- The problem:
Rewrite the lines below as a numbered list, leaving out any blank lines.

--

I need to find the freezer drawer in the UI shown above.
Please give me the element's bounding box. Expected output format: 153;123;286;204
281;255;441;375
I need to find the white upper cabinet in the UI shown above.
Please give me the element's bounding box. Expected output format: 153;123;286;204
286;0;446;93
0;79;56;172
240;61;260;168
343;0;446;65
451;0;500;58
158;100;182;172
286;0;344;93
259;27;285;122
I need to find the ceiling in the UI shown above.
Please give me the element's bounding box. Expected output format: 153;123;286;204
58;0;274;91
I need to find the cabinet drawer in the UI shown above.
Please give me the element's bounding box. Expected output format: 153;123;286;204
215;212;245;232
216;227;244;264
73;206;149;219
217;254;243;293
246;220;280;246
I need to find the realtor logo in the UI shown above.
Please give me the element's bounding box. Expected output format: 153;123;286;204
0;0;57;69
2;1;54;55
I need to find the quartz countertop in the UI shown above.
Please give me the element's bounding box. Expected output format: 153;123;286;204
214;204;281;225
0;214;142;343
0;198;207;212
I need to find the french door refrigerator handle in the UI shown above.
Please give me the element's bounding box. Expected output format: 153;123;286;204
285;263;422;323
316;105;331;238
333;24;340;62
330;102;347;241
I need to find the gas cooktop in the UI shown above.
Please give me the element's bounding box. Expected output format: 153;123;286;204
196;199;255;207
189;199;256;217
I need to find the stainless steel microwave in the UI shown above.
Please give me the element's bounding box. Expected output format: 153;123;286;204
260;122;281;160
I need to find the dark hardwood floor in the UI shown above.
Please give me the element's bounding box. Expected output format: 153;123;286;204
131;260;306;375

--

- Solution to the exercise:
1. I need to find the freezer drawer in the UI shown above.
2. Please give me the element's bounding box. Expected output format: 153;123;286;204
3. 281;255;441;375
4. I need to find the white upper cabinet in the UI shown above.
5. Please give me the element's bounding box. Expected output format: 153;123;286;204
6. 286;0;446;93
7. 0;79;56;172
8. 240;61;260;168
9. 343;0;446;65
10. 451;0;500;58
11. 158;100;182;172
12. 286;0;344;93
13. 259;27;285;122
14. I need to find the ceiling in the UI shown above.
15. Please give me the element's bounding box. Expected output format: 153;123;286;204
16. 58;0;274;91
17. I need to find the cabinet drawer in the UI shown above.
18. Please give me the element's bounding box. Expected output format: 153;123;286;204
19. 215;212;245;232
20. 216;227;244;264
21. 73;206;149;219
22. 217;254;243;293
23. 246;220;280;246
24. I need to find the realtor logo in the UI shown above.
25. Please give me the element's bounding box. Expected output format: 153;123;286;204
26. 0;0;57;69
27. 2;1;54;55
28. I need to find the quartz countertop in the UI shown above.
29. Please give me the element's bounding box. Expected output format: 153;123;286;204
30. 214;204;281;225
31. 0;214;142;343
32. 0;198;207;212
33. I need to find the french door refrigerator handle in the UI shown above.
34. Please give me the element's bounding box. Expected output format: 153;123;286;204
35. 285;263;422;323
36. 316;105;331;238
37. 333;24;340;62
38. 330;102;347;241
39. I need to find the gas cooktop in the UI shown above.
40. Please give me the element's bounding box. Expected output format: 153;123;286;204
41. 196;199;255;207
42. 189;199;256;217
43. I need to find the stainless steel microwave in the UI shown above.
44. Please give me the element's bounding box. Expected output format: 153;123;286;204
45. 260;122;281;160
46. I need to find the dark hardwood floor in the UI shown above.
47. Please give me the element's bounding box. Expected output format: 153;123;286;204
48. 131;260;306;375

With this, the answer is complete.